## BEGIN Working data

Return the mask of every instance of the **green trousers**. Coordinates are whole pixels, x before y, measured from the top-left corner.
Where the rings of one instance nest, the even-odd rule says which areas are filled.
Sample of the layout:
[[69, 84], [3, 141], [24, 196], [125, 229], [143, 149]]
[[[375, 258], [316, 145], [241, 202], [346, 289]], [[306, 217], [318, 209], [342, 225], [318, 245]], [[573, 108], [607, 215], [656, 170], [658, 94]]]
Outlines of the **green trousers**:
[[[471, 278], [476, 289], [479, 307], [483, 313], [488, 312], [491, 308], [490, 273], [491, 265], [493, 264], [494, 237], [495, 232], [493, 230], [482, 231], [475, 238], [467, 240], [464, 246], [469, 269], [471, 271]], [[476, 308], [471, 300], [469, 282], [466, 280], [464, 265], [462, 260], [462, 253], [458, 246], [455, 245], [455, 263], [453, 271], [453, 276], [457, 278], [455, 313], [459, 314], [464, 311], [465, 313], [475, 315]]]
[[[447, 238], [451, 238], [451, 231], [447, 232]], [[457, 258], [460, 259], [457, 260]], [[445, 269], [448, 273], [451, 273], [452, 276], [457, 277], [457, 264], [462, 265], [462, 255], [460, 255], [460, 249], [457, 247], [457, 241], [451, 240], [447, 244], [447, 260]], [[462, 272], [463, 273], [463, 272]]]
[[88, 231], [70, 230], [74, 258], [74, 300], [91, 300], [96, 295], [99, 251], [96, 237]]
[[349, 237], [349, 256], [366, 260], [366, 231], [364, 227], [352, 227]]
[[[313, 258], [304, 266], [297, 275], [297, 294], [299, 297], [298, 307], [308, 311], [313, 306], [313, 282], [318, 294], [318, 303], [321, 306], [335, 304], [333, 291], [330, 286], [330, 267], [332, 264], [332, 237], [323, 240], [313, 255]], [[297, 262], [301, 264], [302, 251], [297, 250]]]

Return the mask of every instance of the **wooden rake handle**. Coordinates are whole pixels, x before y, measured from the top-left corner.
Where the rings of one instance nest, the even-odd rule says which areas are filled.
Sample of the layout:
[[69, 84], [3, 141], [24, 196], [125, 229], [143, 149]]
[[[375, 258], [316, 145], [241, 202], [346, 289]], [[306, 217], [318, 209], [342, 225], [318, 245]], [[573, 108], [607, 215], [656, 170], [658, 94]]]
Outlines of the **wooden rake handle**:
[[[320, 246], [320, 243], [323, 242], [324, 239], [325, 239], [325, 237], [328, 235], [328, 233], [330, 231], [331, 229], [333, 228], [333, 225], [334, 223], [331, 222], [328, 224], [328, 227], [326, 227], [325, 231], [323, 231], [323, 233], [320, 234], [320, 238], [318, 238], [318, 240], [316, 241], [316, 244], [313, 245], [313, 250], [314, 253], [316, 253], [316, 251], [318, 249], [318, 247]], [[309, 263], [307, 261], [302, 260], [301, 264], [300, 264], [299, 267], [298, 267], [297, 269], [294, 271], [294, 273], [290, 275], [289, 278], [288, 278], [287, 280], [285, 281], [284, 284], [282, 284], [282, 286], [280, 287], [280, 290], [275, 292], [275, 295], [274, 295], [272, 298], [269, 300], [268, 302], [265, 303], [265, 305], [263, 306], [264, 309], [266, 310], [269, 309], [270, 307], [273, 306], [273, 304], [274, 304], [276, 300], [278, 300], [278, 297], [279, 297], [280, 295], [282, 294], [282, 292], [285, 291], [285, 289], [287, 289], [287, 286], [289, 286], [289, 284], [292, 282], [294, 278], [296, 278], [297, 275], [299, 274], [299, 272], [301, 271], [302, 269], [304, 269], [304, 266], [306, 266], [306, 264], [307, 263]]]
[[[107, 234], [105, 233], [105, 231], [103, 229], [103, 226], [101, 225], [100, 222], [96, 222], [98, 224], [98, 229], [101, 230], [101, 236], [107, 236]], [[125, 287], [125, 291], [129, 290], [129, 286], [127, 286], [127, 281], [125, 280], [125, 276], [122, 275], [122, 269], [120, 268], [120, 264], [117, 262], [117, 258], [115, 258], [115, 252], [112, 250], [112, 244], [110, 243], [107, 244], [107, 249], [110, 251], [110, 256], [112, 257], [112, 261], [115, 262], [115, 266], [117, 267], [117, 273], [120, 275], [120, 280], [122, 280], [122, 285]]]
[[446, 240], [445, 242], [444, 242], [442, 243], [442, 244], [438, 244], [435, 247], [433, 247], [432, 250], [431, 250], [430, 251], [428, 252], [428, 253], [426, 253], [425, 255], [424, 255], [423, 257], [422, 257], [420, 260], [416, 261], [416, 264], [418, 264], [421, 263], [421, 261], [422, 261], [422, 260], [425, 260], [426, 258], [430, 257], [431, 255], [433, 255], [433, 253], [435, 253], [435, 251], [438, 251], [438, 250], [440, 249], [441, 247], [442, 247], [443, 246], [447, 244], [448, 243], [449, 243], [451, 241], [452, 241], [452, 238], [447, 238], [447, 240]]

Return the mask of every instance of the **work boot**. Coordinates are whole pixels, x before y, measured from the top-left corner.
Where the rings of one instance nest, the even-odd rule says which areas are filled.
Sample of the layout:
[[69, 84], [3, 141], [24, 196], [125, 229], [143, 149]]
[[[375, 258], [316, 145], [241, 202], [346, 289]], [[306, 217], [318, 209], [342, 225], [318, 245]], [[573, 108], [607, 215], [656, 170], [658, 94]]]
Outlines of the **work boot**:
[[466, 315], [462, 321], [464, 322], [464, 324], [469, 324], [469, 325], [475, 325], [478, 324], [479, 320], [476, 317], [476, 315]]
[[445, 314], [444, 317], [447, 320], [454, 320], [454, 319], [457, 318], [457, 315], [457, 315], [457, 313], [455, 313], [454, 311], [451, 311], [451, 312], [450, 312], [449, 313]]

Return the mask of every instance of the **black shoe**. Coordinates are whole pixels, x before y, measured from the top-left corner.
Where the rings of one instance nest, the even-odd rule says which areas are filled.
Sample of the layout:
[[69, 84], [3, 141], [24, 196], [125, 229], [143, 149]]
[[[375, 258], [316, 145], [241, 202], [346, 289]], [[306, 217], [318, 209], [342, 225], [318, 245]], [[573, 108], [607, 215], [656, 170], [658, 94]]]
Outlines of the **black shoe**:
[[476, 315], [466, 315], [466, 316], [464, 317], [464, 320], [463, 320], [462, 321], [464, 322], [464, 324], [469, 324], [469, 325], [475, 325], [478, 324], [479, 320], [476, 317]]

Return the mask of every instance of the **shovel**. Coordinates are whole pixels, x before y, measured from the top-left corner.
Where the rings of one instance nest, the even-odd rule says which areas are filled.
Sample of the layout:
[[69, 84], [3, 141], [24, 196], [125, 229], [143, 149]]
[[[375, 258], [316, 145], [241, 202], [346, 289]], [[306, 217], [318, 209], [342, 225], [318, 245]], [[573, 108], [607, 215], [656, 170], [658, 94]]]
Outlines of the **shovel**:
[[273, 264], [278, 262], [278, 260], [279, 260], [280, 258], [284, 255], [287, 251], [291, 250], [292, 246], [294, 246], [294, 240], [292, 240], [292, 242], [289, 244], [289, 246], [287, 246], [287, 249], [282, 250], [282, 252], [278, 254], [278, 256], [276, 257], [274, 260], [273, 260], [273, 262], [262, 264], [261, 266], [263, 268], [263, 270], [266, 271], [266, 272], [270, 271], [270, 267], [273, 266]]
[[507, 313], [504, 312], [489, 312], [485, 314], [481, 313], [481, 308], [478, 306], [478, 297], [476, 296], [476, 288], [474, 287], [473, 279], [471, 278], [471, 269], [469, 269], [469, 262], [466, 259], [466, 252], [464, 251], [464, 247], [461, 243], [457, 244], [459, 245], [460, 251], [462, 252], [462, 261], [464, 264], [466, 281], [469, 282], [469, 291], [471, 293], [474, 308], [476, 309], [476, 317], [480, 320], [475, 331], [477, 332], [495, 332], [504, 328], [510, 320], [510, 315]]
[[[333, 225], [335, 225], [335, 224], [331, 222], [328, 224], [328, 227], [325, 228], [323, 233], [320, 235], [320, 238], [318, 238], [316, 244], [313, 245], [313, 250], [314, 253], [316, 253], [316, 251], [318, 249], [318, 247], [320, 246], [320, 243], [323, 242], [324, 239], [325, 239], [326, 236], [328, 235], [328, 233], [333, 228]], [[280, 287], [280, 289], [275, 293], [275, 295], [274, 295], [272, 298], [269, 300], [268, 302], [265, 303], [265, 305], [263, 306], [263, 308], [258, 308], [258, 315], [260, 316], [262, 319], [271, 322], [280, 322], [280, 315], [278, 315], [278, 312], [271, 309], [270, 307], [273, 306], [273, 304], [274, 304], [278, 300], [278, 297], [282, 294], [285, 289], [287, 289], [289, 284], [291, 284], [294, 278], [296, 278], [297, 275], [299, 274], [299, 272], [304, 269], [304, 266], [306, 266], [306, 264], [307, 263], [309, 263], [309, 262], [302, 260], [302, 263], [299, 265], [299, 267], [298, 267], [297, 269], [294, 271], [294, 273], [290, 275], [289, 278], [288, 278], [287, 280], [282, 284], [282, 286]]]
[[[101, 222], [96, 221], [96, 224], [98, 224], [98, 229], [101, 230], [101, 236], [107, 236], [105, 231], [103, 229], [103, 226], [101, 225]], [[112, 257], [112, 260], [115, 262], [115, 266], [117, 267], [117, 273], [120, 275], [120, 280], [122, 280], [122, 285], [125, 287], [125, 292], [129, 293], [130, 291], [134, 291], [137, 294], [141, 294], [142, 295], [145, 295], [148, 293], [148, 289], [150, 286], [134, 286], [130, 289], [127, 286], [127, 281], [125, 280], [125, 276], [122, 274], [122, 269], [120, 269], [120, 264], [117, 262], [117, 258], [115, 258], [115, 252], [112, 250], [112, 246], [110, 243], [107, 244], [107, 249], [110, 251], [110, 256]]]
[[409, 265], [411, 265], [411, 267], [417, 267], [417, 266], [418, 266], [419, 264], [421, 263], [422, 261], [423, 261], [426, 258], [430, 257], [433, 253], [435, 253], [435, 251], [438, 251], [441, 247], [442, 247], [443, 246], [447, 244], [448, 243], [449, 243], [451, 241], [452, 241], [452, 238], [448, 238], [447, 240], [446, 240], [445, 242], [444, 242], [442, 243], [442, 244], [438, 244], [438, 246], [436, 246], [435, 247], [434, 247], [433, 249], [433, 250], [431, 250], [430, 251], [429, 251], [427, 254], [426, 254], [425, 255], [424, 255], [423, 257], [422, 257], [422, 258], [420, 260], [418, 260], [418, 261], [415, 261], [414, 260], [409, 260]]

## END Working data

» Stated exercise:
Copy the material from the line with "Return the mask of every instance of the **shovel**." up to and including the line with "267], [273, 266]]", replacing "shovel" with "spade" and leaving everything else as it is.

» Output of the task:
Return the mask of every instance of the **spade**. Coordinates are whole pixels, x before y, measured from the top-left corner.
Where the rings of one instance nest, the even-odd rule says which areas are filled.
Sample of the layout:
[[69, 84], [3, 141], [24, 196], [125, 229], [143, 149]]
[[[375, 258], [316, 145], [241, 202], [346, 289]], [[306, 217], [318, 209], [342, 225], [318, 245]], [[573, 108], [607, 215], [656, 170], [658, 94]]]
Outlines of the **spade**:
[[273, 264], [278, 262], [278, 260], [279, 260], [280, 258], [284, 255], [287, 251], [291, 250], [292, 246], [294, 246], [294, 240], [292, 240], [292, 242], [289, 244], [289, 246], [287, 246], [287, 249], [282, 250], [282, 252], [278, 254], [278, 256], [276, 257], [274, 260], [273, 260], [273, 262], [262, 264], [261, 266], [263, 268], [263, 270], [266, 271], [266, 272], [270, 271], [270, 267], [273, 266]]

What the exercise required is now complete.